If no replacement vehicle is available through the named dealer, the insurer may select an equivalent vehicle from the named dealer, in which case the value of that vehicle must be used in the calculation above.

At the request of the named insured, the insurer may also replace the described vehicle with:

- a vehicle of lower value, in which case the value of that vehicle must be used in the calculation above. The insurer will not pay the difference between the value of a replacement vehicle and that of the lower value vehicle; or

- a vehicle of higher value, in which case the named insured must pay any amount over and above the value of a replacement vehicle.

Any amount not borne by the insurer will be borne by the named insured.

 

OPTION 1B
Used vehicle

In the event of total loss, where the described vehicle is a used vehicle, the insurer agrees to replace the vehicle through the named dealer.

The insurer will then bear the difference between:

- the marked-up value of the described vehicle; and

- the indemnity paid by the primary insurer, plus the deductible assumed by the named insured.

Any amount not borne by the insurer will be borne by the named insured.

### [Position annotation records]
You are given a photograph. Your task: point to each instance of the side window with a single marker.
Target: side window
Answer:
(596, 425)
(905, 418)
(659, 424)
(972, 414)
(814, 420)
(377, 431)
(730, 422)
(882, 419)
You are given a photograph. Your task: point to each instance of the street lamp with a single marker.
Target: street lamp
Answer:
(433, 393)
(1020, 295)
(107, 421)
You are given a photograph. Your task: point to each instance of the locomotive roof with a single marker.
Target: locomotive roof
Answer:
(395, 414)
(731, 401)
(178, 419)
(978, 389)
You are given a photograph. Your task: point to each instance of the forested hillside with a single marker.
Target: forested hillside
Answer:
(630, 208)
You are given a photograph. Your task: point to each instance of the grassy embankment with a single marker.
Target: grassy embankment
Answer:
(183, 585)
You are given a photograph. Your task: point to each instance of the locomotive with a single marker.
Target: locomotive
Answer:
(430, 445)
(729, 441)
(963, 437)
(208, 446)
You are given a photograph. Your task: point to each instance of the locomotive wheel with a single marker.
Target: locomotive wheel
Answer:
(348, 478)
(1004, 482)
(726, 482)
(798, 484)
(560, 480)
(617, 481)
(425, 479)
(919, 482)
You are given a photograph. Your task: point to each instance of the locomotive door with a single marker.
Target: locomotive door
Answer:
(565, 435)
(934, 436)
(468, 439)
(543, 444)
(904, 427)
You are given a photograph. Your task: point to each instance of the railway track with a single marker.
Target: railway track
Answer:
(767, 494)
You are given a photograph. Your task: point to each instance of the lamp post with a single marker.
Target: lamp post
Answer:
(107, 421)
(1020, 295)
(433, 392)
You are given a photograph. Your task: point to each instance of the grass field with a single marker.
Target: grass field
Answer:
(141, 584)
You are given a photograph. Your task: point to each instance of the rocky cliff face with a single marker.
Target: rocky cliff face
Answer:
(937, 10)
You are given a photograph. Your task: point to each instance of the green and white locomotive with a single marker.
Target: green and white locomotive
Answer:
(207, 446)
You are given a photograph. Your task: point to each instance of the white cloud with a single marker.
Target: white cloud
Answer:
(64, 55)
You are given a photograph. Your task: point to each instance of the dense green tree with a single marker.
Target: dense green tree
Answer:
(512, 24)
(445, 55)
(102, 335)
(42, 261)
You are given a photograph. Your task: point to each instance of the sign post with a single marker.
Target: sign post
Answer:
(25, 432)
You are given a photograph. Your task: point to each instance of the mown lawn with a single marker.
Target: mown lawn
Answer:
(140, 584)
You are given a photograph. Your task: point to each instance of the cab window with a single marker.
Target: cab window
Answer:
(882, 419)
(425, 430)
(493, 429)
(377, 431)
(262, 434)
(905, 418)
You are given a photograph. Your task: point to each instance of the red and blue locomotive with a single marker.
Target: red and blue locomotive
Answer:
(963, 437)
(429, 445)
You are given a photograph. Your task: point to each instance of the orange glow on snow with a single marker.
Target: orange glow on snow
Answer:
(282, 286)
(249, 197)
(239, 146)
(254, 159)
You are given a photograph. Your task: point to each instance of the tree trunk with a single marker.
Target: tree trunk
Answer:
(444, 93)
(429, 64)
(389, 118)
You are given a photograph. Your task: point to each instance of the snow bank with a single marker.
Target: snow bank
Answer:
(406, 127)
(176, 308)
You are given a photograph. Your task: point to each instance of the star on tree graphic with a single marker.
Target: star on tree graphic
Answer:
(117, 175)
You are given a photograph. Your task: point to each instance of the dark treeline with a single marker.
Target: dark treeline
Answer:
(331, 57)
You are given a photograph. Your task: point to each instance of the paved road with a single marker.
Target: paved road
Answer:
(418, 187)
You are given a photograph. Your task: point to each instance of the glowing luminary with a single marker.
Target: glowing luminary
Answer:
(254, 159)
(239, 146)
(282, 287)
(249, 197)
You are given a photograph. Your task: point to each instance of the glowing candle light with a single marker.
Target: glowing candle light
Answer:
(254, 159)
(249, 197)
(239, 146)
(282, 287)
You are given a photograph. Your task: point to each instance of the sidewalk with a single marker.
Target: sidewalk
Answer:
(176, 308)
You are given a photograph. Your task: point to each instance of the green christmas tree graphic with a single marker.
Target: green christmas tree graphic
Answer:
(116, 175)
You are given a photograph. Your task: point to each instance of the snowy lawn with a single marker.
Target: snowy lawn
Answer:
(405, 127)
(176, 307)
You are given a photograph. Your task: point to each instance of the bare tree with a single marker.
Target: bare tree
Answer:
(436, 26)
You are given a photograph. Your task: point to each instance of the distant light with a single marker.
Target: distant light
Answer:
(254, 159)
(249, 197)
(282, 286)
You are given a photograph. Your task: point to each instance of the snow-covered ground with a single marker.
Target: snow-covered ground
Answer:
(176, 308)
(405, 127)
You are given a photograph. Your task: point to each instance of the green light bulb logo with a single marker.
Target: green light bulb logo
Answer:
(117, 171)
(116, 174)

### [SET TASKS]
1. Decide whether each statement agrees with the vehicle replacement insurance text, answering yes or no and quoting the deciding words: (a) When a used vehicle is a total loss, the insurer agrees to replace it through the named dealer. (b) If the named insured asks for a vehicle of lower value, the insurer pays the difference between the replacement vehicle's value and the lower value. (c) If the named insured asks for a vehicle of higher value, the named insured must pay any amount above the replacement vehicle's value.
2. Carry on writing the vehicle replacement insurance text from the point where it stops.
The records have no connection to the vehicle replacement insurance text.

### [ANSWERS]
1.
(a) Yes: "In the event of total loss, where the described vehicle is a used vehicle, the insurer agrees to replace the vehicle through the named dealer."
(b) No: "The insurer will not pay the difference between the value of a replacement vehicle and that of the lower value vehicle"
(c) Yes: "the named insured must pay any amount over and above the value of a replacement vehicle."

2.
If the described vehicle was purchased or leased from a dealer of motor vehicles within 60 days of the effective date of the insurance contract, the marked-up value will be the purchase price of the described vehicle increased by 5% compounded annually, calculated in proportion to the number of days elapsed between the effective date of the contract and the date of the total loss.

 

OPTION 2
Payment of indemnity to replace described vehicle

 

OPTION 2A
New vehicle or demonstrator vehicle

In the event of total loss, where the described vehicle is a new vehicle or a demonstrator vehicle, the insurer agrees to pay an indemnity only when the named insured replaces the vehicle with a replacement vehicle. Replacement does not need to be made through the named dealer.

The insurer agrees to pay an indemnity equal to the difference between:

- the value of the replacement vehicle; and

- the indemnity paid by the primary insurer, plus the deductible assumed by the named insured.

If no replacement vehicle is available, the insurer may select an equivalent vehicle, in which case the value of that vehicle must be used in the calculation above.

The named insured may also replace the described vehicle with:

  • a vehicle of lower value, in which case the value of that vehicle must be used in the calculation above. The insurer will not pay the difference between the value of a replacement vehicle and that of the lower value vehicle; or
  • a vehicle of higher value, in which case the named insured must pay any amount over and above the value of a replacement vehicle.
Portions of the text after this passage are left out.